# Saved entries
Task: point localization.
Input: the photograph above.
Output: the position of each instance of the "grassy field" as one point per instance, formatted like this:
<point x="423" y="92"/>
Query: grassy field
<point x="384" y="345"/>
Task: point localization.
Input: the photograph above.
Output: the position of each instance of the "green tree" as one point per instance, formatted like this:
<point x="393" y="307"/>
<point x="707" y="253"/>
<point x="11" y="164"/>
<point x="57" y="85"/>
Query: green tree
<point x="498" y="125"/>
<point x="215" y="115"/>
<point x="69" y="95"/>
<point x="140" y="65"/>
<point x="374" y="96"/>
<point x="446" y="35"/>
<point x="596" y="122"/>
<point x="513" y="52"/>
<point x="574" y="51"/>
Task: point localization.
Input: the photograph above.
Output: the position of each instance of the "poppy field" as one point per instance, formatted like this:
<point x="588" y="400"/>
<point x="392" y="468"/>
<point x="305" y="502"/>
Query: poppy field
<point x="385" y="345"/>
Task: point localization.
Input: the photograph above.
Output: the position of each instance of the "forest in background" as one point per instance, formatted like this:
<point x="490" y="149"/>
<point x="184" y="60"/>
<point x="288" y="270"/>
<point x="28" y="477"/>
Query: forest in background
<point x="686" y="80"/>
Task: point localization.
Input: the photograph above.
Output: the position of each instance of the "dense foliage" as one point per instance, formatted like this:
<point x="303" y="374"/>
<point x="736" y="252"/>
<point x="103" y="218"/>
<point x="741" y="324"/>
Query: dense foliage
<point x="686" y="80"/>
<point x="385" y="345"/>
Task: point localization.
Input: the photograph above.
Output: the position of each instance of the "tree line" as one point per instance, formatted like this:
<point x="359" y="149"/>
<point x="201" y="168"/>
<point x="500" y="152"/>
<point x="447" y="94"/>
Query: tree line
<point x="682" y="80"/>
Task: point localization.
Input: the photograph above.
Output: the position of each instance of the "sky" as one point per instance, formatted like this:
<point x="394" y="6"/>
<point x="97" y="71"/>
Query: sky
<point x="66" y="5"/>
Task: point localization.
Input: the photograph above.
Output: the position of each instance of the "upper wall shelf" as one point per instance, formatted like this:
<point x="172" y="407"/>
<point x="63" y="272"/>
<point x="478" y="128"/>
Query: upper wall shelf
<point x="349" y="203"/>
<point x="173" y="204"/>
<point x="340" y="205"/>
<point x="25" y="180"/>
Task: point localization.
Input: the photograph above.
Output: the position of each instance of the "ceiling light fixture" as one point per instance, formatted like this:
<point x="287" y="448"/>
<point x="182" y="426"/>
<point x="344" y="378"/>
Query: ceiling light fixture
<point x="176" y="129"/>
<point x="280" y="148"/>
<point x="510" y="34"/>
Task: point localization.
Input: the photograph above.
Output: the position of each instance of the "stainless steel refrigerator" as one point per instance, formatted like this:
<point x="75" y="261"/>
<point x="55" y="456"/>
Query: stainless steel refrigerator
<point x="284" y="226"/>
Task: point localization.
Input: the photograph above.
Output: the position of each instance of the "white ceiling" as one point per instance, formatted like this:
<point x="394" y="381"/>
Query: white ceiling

# What you should do
Lines containing the word "position": copy every one of them from the records above.

# Answer space
Output: the position of each instance of the "grassy field" as one point per instance, formatted like this:
Output: the position of each instance of the "green tree" as one point per instance, formatted like this:
Output: the position of each instance of the "poppy field" as one point per instance, formatted like this:
Output: the position of each instance of the "forest in background" as one point per instance, formatted like this:
Output: the position of each instance of the "dense foliage" as one point per instance, formatted like this:
Output: the position of each instance of the "tree line" as one point per instance, formatted like this:
Output: the position of each instance of the "sky" as one point per instance, formatted like this:
Output: the position of each instance of the "upper wall shelf" as one point per instance, formatted like this:
Output: the position of each instance of the "ceiling light fixture" as one point per instance, formatted like this:
Output: the position of each instance of the "stainless steel refrigerator" as one point per instance, formatted like this:
Output: the position of each instance of the "white ceiling" as one point per instance, formatted like this:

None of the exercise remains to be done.